──────── Source text

Informed financial consent
The insurer will allow hospitals to check members' eligibility so members are able to give informed financial consent when they are admitted to hospital for medical treatment.
The Australian Government sets the maximum waiting periods that an Australian registered private health insurer can impose for hospital treatments, these include:
- 12 months for pregnancy and birth related treatments (obstetrics),
- 12 months for pre-existing conditions,
- Two months for psychiatric treatments, rehabilitation or palliative care, even for a pre-existing condition,
- Two months in all other circumstances.
Australian registered private health insurers are not required to cover the following treatments:
- assisted reproductive treatments
- elective cosmetic treatments
- stem cells, bone marrow and organ transplant
Nor are they required to provide cover for:
- treatment provided outside Australia, including necessary treatment en route to or from Australia
- treatment arranged in advance of the insured's arrival in Australia
- services and treatment which are covered by compensation or damages provisions of any kind
Global annual benefit limits
To comply with the minimum level of health insurance, the per-person, per-annum benefit must not be less than AUD1,000,000.
For out-of-hospital treatments where an MBS item number and benefit is payable, cover should include benefits up to the benefit listed in the MBS.
Except where otherwise stated, an Australian registered private health insurer can determine whether it provides cover for out-of-hospital treatments and, as such, consumers may choose to purchase additional cover to meet their individual health care needs while in Australia.
Excess, co-payment or patient contribution
Australian registered private health insurers may apply an excess, co-payment or patient contribution to their product offerings. Consumers are recommended to take note of the excess, co-payment and patient contributions that may apply in certain circumstances which can be charged on either an annual or per-separation basis.

────────────────
──────── Data

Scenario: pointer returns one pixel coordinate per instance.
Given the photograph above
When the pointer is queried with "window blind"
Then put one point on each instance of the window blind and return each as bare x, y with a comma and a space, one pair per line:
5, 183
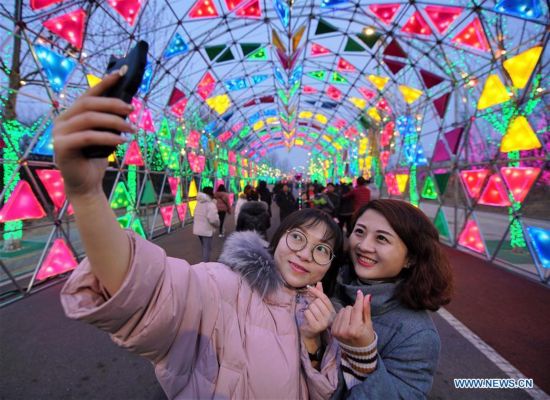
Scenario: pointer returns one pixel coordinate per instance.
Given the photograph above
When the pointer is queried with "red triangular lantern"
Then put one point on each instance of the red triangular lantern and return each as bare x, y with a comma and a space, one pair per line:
167, 212
519, 180
251, 9
430, 80
133, 155
69, 26
470, 237
53, 182
495, 193
473, 180
203, 9
417, 25
128, 9
395, 49
440, 104
394, 66
345, 66
442, 16
38, 4
385, 12
21, 205
60, 259
473, 36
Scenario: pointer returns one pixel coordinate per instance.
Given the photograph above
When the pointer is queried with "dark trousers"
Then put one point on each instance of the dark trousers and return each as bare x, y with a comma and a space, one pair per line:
221, 214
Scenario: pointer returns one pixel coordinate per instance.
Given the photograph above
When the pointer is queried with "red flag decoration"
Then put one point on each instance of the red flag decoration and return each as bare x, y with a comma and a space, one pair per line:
53, 182
473, 36
133, 155
69, 26
519, 180
385, 12
60, 259
495, 193
128, 9
21, 205
204, 9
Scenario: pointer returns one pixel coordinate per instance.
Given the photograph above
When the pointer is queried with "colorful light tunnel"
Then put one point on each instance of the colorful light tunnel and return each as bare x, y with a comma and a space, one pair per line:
443, 104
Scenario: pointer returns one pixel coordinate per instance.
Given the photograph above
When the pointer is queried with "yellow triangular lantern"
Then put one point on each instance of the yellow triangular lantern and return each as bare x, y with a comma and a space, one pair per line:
359, 103
92, 80
378, 81
373, 113
410, 94
192, 189
521, 66
219, 103
402, 181
519, 136
493, 93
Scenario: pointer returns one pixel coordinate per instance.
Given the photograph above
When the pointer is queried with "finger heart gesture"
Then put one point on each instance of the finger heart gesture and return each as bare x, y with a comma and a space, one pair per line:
319, 314
353, 324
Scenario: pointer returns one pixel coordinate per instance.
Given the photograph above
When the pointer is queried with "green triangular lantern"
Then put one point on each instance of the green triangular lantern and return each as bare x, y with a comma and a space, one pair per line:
440, 223
149, 196
121, 197
324, 27
352, 45
429, 192
442, 180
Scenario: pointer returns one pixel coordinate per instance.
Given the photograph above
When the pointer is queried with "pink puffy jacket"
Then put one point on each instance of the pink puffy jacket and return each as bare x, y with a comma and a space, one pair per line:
212, 330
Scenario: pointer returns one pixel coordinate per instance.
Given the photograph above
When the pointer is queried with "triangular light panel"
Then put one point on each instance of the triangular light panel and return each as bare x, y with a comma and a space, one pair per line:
21, 205
60, 259
519, 180
69, 26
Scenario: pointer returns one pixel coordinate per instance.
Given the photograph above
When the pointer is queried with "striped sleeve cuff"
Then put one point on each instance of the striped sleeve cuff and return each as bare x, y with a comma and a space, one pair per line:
358, 362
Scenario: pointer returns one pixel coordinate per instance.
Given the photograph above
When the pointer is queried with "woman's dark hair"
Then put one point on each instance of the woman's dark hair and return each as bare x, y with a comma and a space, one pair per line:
209, 190
307, 218
428, 282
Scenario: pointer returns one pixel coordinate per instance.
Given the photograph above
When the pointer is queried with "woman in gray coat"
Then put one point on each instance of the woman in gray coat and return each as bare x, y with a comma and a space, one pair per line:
396, 274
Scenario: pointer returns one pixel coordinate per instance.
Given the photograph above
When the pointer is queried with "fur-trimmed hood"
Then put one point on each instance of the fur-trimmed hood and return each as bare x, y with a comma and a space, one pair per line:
246, 253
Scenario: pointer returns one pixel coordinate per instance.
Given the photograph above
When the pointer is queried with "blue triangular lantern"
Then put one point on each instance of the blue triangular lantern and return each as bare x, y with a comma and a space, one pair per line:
520, 8
146, 81
177, 46
283, 12
44, 146
258, 78
57, 68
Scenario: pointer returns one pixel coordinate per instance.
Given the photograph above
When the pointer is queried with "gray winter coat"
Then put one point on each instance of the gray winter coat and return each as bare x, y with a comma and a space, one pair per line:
408, 344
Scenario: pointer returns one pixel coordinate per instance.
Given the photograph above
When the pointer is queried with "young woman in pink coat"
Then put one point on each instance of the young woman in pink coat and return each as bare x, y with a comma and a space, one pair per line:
245, 327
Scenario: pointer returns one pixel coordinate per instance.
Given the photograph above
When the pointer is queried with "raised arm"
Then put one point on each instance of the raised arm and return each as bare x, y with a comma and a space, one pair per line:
105, 243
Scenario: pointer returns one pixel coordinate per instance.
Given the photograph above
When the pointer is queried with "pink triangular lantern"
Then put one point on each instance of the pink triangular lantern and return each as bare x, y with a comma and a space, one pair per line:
21, 205
394, 66
470, 237
182, 210
519, 180
430, 80
174, 183
60, 259
53, 182
495, 193
69, 26
128, 9
167, 212
133, 155
440, 104
395, 49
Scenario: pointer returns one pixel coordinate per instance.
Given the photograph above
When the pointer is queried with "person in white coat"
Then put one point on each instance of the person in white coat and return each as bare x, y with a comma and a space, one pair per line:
206, 220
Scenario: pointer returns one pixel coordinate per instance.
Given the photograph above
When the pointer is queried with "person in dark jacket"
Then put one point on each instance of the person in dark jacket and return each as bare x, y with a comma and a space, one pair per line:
254, 215
286, 202
397, 272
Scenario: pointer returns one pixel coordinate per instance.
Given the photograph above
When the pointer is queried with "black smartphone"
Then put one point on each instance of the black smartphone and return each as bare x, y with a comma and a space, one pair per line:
125, 89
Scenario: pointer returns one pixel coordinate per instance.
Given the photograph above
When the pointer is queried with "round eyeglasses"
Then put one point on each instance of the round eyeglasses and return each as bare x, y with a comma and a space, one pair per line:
322, 254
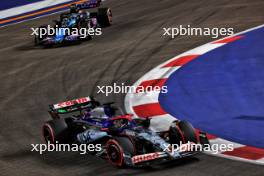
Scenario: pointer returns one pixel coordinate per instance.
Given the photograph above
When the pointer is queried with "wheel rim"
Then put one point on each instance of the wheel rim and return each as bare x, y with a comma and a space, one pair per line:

────────────────

Please extract the part of the private health insurance text from "For out-of-hospital treatments where" up to and including "while in Australia.", word for word.

▸ **Response to this exercise**
For out-of-hospital treatments where an MBS item number and benefit is payable, cover should include benefits up to the benefit listed in the MBS.
Except where otherwise stated, an Australian registered private health insurer can determine whether it provides cover for out-of-hospital treatments and, as such, consumers may choose to purchase additional cover to meet their individual health care needs while in Australia.